▶ **The data**

____

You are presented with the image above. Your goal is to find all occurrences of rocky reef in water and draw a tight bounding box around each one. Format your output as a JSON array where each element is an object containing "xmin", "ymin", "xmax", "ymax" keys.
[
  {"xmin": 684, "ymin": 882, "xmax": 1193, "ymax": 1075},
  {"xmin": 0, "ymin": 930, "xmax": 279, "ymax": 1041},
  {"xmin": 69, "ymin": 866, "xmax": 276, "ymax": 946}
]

____

▶ **Assigned task**
Retype all the material above precisely, with no line left out.

▶ **Completed task**
You are presented with the image above. Your goal is to find all occurrences of rocky reef in water and draw a tight bounding box around each one. Format your output as a JSON array where each element is an object containing "xmin", "ymin", "xmax", "ymax" keys.
[
  {"xmin": 684, "ymin": 882, "xmax": 1193, "ymax": 1075},
  {"xmin": 0, "ymin": 930, "xmax": 279, "ymax": 1041},
  {"xmin": 69, "ymin": 866, "xmax": 276, "ymax": 946}
]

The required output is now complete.